-- TASK DESCRIPTION --
Return only these lines: the one that contains "This sample shows" and every line after it through the end of the listing, exactly, without pictures.

*** Opening MATERIALS PROVIDED ***

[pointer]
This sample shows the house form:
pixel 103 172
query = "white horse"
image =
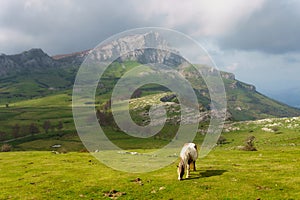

*** Closing MATERIALS PROVIDED ***

-- SOLUTION FOR THIS PROBLEM --
This sample shows the house form:
pixel 103 172
query = "white horse"
image =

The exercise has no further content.